** START OF Passage provided **
Friday, December 5, 2014

Earl, The First Duke of Puke



Me and my best friend had finally made it to college after one hell of a crazy summer. There were times when we thought we wouldn't make it there at all, during the summer of '87. We blew off senior prom to rent a house at the Jersey Shore with some friends, which officially kicked off our last season at home. A few kids in our crew had already been to rehab and back while still in high school, so they spent their time at the shore recreating versions of their parent's marriages, playing house and pretending to be grown-ups. It was eerie. I had no such allusions. I was 17, and I'd been set free. Me and my best friend partied like it was "1999" by having a total blast at the beach. I thought it was a good sign for our last summer at home, but things took a turn for the worse. 

My mother's tensions escalated with her dating our disastrously dysfunctional neighbor next door (now widowed), which quickly made my childhood home a "no-fly" zone, while my best friends' parents did their best to pass out drunk and burn the house down with their lit cigarettes, which she removed from their stained fingers as they lie in a stupor on the couch in front of the t.v. because the other one had claimed the bed in their bedroom. It'd become life or death for us to escape homes that'd turned bad and we knew it, so to break the chains that bound, we took "outs" from the stress whenever we could. 

My mom and her youngest sister rented a house at the shore later in the summer, so I went back to the same beaches where me and my best friend formed our college pact after graduation, to celebrate July 4th with my family. After entertaining my mom and her dopey sister with fireworks on the beach and copious amounts of white wine, I got bored and restless while they giggled like little girls over a bag of pretzels back at the rented sea shack. I was back on the streets quickly, looking for a house party, which I found a few blocks away. I met a guy by the keg from the hippie waterfront town in our county, and we immediately hit it off. 

He was older than me, but he matched the way I felt inside, so I went along with it. Me and my friend connected up with him when I got back from the beach with a number he'd given me at the keg party, and to a couple of teenage girls waiting to escape bad homes, he had the perfect place. It was a two-level loft above a cool bookstore in town, with a circular wrought-iron staircase that led upstairs from the brick-walled living room. It was grown up but stylish and fun: the perfect place to drink and stay away from home. I thought I had it under control, but as my mom began putting the hard squeeze on me deliberately (she was setting me up out of spite for escaping from her house, because she told me she hated me), I knew something had to give, and that was someone was me, but that's a story for another day. It ended badly and dramatically, with my family getting involved (he had sex with me as a minor: he was 31, I was 17). Me and my best friend showed up to Oneonta bruised, beaten, and out of breath, sighing with relief at making it there alive. 

Karen's old car had barely made the rough mountain trip, breaking down halfway there on the side of a dangerous mountain pass, blowing a gasket that exploded steam out of the hood. My mom and her older brother repaired it with a roll of duct tape she kept in her trunk (she gets into a lot of car accidents). At the dorm, some girl had already been tripled up with us. We were left with bunk beds that had no ladder, as her brother bitched us out for having too-heavy bags that he lugged up three flights of stairs to the top floor. We should have packed everything in garbage bags! Jeez! We sat in the room mute and scared, but with a dawning realization that we would finally be on our own. At first we looked at each other stunned, sitting on these small twin beds, but then a slow, creeping smile spread across our faces. We made it. We actually did it. Yeah! Cool, let's party. We couldn't get rid of her bro and my mom fast enough, which they were happy to do. We immediately ditched our stuff to take a look around outside. It was glorious: a beautiful mountain campus with kids everywhere. Oh, fuck yeah. I think we're gonna like it here...
** END OF Passage provided **
Can you copy the passage about the summer before college, beginning at the words "My mother's tensions" and stopping after "whenever we could.", and put "sofa" wherever "couch" appears?
** START OF Recorded data **
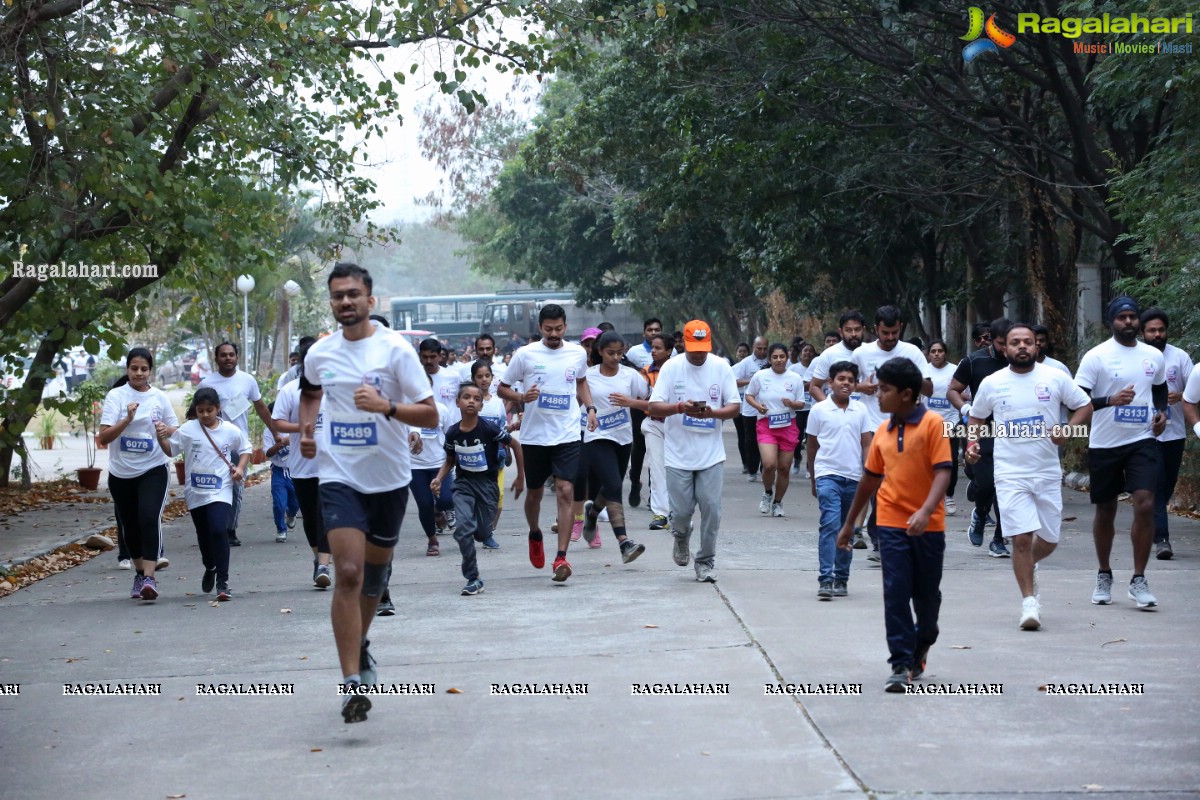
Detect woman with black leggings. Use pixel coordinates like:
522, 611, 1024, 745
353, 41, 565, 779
98, 348, 179, 600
** END OF Recorded data **
- _Written solution_:
My mother's tensions escalated with her dating our disastrously dysfunctional neighbor next door (now widowed), which quickly made my childhood home a "no-fly" zone, while my best friends' parents did their best to pass out drunk and burn the house down with their lit cigarettes, which she removed from their stained fingers as they lie in a stupor on the sofa in front of the t.v. because the other one had claimed the bed in their bedroom. It'd become life or death for us to escape homes that'd turned bad and we knew it, so to break the chains that bound, we took "outs" from the stress whenever we could.